▶ **Passage given**
....
Inspiration December 10, 1999 15 out of 22 found this review helpful
I cannot get my hands off Anne Frank`s diary. It only took me two weeks and a half to finish reading this book when i was 14. This book showed the sorrow of a 14 year old girl as she and her family hides from the jews. Her thoughts and insights about her suroundings captured my mind because of how she expressed her reactions and feelings on each and everyday fears she lived during the Holocaust. You can personally feel her agony as you go through her book. What really stunned me is her possitive attitude towards her struggle. I read the book during my spare time and it would always keep me thinking after I read through her terrible circumstances. I was amazed on how a young girl at her early age can be so inspirational until today by her maturity in life. This book is devastating and depressing as she developes self awareness as she grows up. Her extraordinary condition will bring you tears and closer to her. I recommend this book to anyone who needs possitive thinking in life, just how Anne Frank expressed her possitive attitude towards her hardships in life.
The Desperate Writings of a Girl and Wartime Tragedy May 20, 2007 14 out of 14 found this review helpful
Although this book is indispensable in the history of Hitler's antisemitism.
Ann Ann is very optimistic, very confident even in such a small and isolated confinement. To read such meaningful, young dreams in her diary is like really knowing and understanding her.
It's so very hard to imagine such a young girl could be happy, be romantic ,lively and so hopeful in these terrible circumstances.
....
Location annotation dataset excerpts
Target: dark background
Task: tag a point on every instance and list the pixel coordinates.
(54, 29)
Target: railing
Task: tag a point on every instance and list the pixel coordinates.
....
▶ **Set of tasks**
1. Can you condense the paragraph beginning "I cannot get my hands off" in the reviews of Anne Frank's diary into a short bulleted list that keeps its main facts?
2. Give what comes next in the reviews of Anne Frank's diary, picking up after their last sentence.
The listing isn't required for any of this.

▶ **In response**
1.
- The reviewer finished the book in two and a half weeks at age 14, reading it in spare time and thinking about it afterward.
- It shows the sorrow of a 14-year-old girl hiding with her family during the Holocaust.
- Her thoughts and feelings about everyday fears draw the reader in, and her agony can be felt personally.
- Her positive attitude toward her struggle and her maturity at such a young age stunned the reviewer and remain inspiring today.
- The book is devastating and depressing as she grows in self-awareness, and her situation brings readers to tears and closer to her.
- It is recommended to anyone who needs positive thinking, following Anne Frank's example with her hardships.

2.
The book closes on the morbid reality that only Ann's father survived the camps, the other five expired.
I recommend it highly, especially to young people who may not appreciate , or who may have thought their situation is oppressive.
Not Anne's Voice August 26, 2007 14 out of 19 found this review helpful
My encounter with Anne Frank has been powerful enough--and my disgust with the liberties taken with this English translation--that I wonder whether I ought to brush up on my German/Dutch and pick up the real definitive edition (with the complete original versions) so that I can find out what Anne really wanted us to know. Red flags went off constantly as I read this English translation: the register is incredibly high-flung, broad, and literary, and not at all typical of what any early adolescent might ever want to produce. While I didn't have the original versions to compare, I did finally find the silver bullet in the entry dated November 17, 1943 where the expression "Der Mann hat einen grossen Geist / Und ist so klein von Taten!" is translated by Susan Massotty as follows: "The spirit of the man is great, / How puny are his deeds." How dare the translator take such liberties, and how did she get away with doing so? Another problem with this "definitive" edition is that none of Mirjam Pressler's editing intrusions are identified or explained; we're simply told that this edition includes much of the B-version of Anne's diary. This translation is a horrifying insult to Anne and all English-speaking readers deserve better.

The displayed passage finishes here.